MATERIAL PROVIDED -

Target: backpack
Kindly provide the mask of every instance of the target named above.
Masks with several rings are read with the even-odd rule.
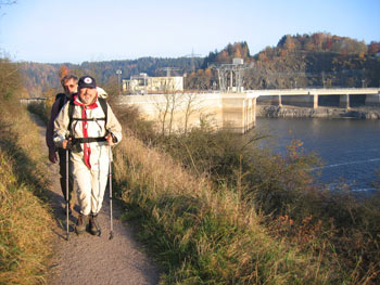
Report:
[[[75,107],[75,104],[74,104],[74,98],[69,100],[69,105],[68,105],[68,118],[69,118],[69,121],[68,121],[68,127],[67,129],[71,130],[72,129],[72,125],[73,125],[73,121],[74,120],[94,120],[94,121],[98,121],[98,120],[104,120],[104,127],[105,127],[105,130],[106,130],[106,118],[107,118],[107,104],[106,104],[106,101],[105,99],[103,98],[98,98],[98,102],[101,106],[101,108],[103,109],[103,113],[104,113],[104,117],[103,118],[74,118],[73,117],[73,114],[74,114],[74,107]],[[105,138],[104,137],[97,137],[97,138],[74,138],[73,137],[73,144],[76,144],[76,143],[90,143],[90,142],[104,142],[105,141]]]
[[[66,98],[66,94],[65,93],[59,93],[55,95],[55,101],[56,100],[60,100],[60,103],[58,105],[58,111],[60,112],[61,108],[63,107],[64,105],[64,102],[65,102],[65,98]]]

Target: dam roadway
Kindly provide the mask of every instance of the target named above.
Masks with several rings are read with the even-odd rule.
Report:
[[[188,129],[208,119],[218,129],[244,133],[255,126],[256,105],[270,104],[318,108],[321,98],[338,98],[341,108],[362,96],[364,105],[380,106],[380,88],[296,88],[246,90],[243,92],[181,92],[121,95],[118,104],[135,106],[143,117],[165,128]]]

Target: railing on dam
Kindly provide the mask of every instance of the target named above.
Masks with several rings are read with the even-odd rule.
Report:
[[[277,89],[246,90],[241,93],[176,93],[122,95],[119,104],[138,107],[149,119],[178,129],[201,124],[202,118],[212,118],[218,129],[230,129],[244,133],[255,126],[256,104],[270,102],[279,106],[287,103],[318,108],[324,96],[338,98],[338,105],[350,108],[351,96],[364,95],[365,105],[380,105],[379,88],[337,88],[337,89]]]

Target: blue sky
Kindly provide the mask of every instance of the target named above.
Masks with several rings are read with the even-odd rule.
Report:
[[[81,63],[205,56],[287,34],[380,41],[380,0],[17,0],[0,9],[0,51],[14,61]]]

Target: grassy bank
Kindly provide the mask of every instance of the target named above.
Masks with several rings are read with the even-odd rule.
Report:
[[[326,284],[334,269],[274,238],[241,190],[214,191],[168,156],[125,137],[121,195],[166,274],[164,284]]]
[[[40,134],[17,101],[16,66],[2,59],[0,69],[11,74],[0,78],[0,284],[46,284],[52,218]]]
[[[380,196],[316,184],[302,142],[279,156],[255,145],[262,134],[132,133],[150,146],[126,134],[115,178],[164,284],[379,282]]]

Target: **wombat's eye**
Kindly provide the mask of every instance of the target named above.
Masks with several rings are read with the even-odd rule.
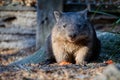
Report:
[[[67,26],[67,25],[66,25],[66,24],[64,24],[64,25],[63,25],[63,28],[65,28],[66,26]]]
[[[81,24],[77,24],[78,27],[81,27],[82,25]]]

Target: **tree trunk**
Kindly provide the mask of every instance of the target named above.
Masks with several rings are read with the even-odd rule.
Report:
[[[62,11],[62,0],[38,0],[37,2],[37,28],[36,49],[39,49],[50,33],[55,22],[53,11]]]

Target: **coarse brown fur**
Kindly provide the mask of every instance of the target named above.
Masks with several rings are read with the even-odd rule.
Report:
[[[87,19],[87,11],[54,12],[56,24],[47,39],[48,55],[62,61],[84,64],[94,61],[100,53],[100,41]]]

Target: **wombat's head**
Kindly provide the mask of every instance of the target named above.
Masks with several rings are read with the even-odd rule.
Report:
[[[57,34],[69,42],[76,42],[81,39],[86,39],[89,35],[87,26],[87,10],[80,12],[54,12],[56,18],[55,27]]]

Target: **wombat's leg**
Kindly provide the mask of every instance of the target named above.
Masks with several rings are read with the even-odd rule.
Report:
[[[69,55],[62,52],[61,50],[55,51],[54,56],[58,63],[61,63],[63,61],[69,62]]]
[[[64,51],[63,46],[61,44],[56,44],[56,43],[53,44],[53,53],[58,63],[63,61],[66,61],[66,62],[70,61],[69,54]]]
[[[82,47],[80,48],[76,53],[75,53],[75,61],[76,64],[86,64],[87,62],[85,61],[85,58],[87,56],[89,48]]]

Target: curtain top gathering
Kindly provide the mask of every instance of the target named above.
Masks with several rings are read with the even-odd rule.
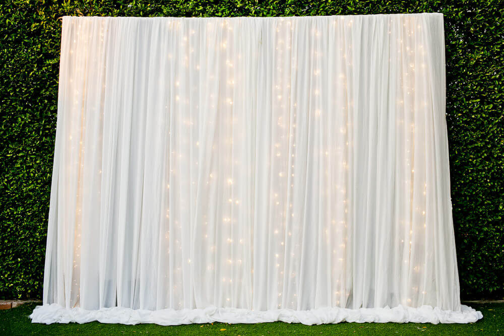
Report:
[[[443,16],[63,19],[34,322],[468,322]]]

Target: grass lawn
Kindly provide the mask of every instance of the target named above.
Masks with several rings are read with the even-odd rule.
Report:
[[[184,334],[194,335],[332,335],[374,334],[415,334],[421,333],[439,334],[504,333],[504,304],[473,304],[473,308],[483,313],[483,319],[467,324],[430,324],[422,323],[356,323],[304,325],[275,322],[256,324],[228,324],[214,323],[163,326],[156,324],[106,324],[97,322],[79,324],[54,324],[49,325],[32,323],[28,316],[37,305],[26,303],[17,308],[0,310],[0,335],[44,334]]]

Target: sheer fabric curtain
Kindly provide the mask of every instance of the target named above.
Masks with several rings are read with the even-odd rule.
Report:
[[[33,321],[480,318],[443,34],[437,14],[65,17]]]

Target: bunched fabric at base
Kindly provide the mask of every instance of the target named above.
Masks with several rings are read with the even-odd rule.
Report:
[[[437,14],[65,17],[32,321],[481,318],[445,77]]]

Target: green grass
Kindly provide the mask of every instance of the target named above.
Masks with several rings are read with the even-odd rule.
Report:
[[[27,303],[17,308],[0,310],[0,334],[159,334],[208,335],[333,335],[374,334],[415,334],[421,333],[436,334],[473,334],[504,333],[504,304],[491,303],[473,305],[480,310],[483,318],[475,323],[467,324],[430,324],[427,323],[356,323],[304,325],[282,322],[256,324],[189,324],[163,326],[156,324],[106,324],[92,322],[83,324],[70,323],[49,325],[32,323],[28,317],[36,303]],[[221,330],[222,329],[225,330]]]

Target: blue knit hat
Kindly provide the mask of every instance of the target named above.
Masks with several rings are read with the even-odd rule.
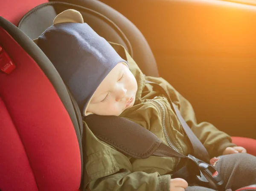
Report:
[[[37,43],[55,66],[84,115],[94,92],[110,71],[121,62],[128,64],[85,23],[54,24],[39,37]]]

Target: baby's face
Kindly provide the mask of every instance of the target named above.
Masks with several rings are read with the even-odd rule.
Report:
[[[134,105],[137,89],[132,73],[125,65],[119,63],[96,90],[87,112],[118,116]]]

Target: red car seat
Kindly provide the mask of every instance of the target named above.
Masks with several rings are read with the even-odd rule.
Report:
[[[0,17],[0,189],[77,191],[81,121],[32,41]]]

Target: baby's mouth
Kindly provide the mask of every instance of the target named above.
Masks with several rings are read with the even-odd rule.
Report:
[[[132,102],[133,101],[134,99],[134,97],[133,96],[130,99],[130,100],[129,100],[129,101],[128,101],[128,102],[127,102],[127,103],[126,103],[126,107],[125,107],[125,108],[127,108],[128,107],[129,107],[129,106],[131,105],[131,103],[132,103]]]

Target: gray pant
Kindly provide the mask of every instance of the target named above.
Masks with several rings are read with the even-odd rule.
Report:
[[[256,184],[256,157],[238,153],[221,156],[215,166],[224,180],[226,189],[233,191]],[[214,191],[200,186],[189,186],[186,191]]]

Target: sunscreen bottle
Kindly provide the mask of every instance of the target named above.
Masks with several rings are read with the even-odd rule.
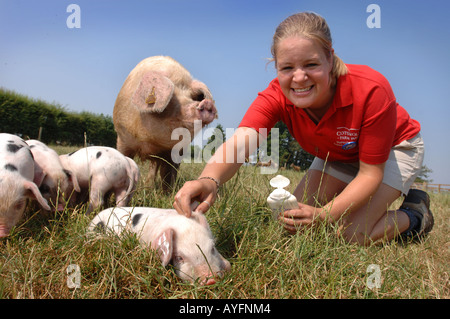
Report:
[[[270,186],[275,190],[267,197],[267,204],[272,209],[272,216],[277,219],[279,214],[289,209],[297,209],[297,198],[284,188],[290,184],[287,177],[277,175],[270,180]]]

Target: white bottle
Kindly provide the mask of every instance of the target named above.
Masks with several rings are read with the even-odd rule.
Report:
[[[297,198],[284,189],[289,184],[289,179],[282,175],[277,175],[270,180],[270,186],[276,189],[267,197],[267,204],[272,209],[274,219],[277,219],[285,210],[298,208]]]

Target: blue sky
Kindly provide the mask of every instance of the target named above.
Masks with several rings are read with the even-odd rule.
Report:
[[[70,29],[69,4],[81,9]],[[381,28],[368,28],[369,4]],[[142,59],[169,55],[210,88],[221,124],[236,128],[276,76],[276,26],[299,11],[327,20],[335,52],[390,81],[422,125],[425,165],[450,184],[450,2],[445,0],[0,0],[0,86],[72,111],[112,115],[123,81]]]

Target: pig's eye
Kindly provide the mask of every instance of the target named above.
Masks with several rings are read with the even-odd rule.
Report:
[[[205,94],[203,92],[193,92],[191,97],[194,101],[201,102],[205,99]]]
[[[14,204],[14,210],[22,210],[26,204],[25,200],[21,200]]]
[[[39,187],[39,190],[41,191],[41,194],[48,194],[48,193],[50,193],[50,186],[48,186],[46,184],[42,184]]]
[[[181,264],[181,263],[184,262],[184,260],[183,260],[183,257],[181,257],[181,256],[175,256],[175,257],[173,258],[173,262],[174,262],[175,264]]]

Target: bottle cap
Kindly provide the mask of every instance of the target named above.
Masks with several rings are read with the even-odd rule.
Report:
[[[275,188],[285,188],[291,183],[289,178],[284,177],[283,175],[277,175],[270,180],[270,186]]]

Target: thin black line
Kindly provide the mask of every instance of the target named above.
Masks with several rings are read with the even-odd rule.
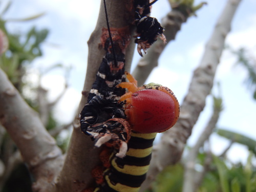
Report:
[[[109,31],[109,34],[110,36],[110,42],[111,43],[111,46],[112,47],[113,54],[114,55],[114,62],[115,64],[115,67],[117,67],[117,61],[116,60],[116,53],[115,53],[115,49],[114,48],[114,42],[112,40],[112,37],[111,36],[111,33],[110,32],[110,25],[109,24],[109,18],[108,17],[108,13],[106,12],[106,1],[103,0],[104,2],[104,8],[105,9],[105,13],[106,15],[106,26],[108,26],[108,30]]]
[[[152,2],[151,2],[150,4],[149,4],[148,5],[147,5],[146,6],[145,6],[145,7],[150,7],[152,5],[153,5],[155,3],[156,3],[156,2],[157,2],[158,0],[155,0],[155,1],[153,1]]]

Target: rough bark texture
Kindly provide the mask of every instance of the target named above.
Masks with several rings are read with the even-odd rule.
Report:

WORK REQUIRED -
Return, unchanged, the lines of the material from the line containing "Target: red car seat" through the line containing "[[[0,17],[0,189],[77,191],[81,121],[32,41]]]", inclusive.

ANSWER FOR THE TASK -
Target: red car seat
Kindly provide the mask of every instance of the target named above.
Masks with several rings are read with the even-odd rule.
Report:
[[[0,17],[0,189],[77,191],[81,121],[32,41]]]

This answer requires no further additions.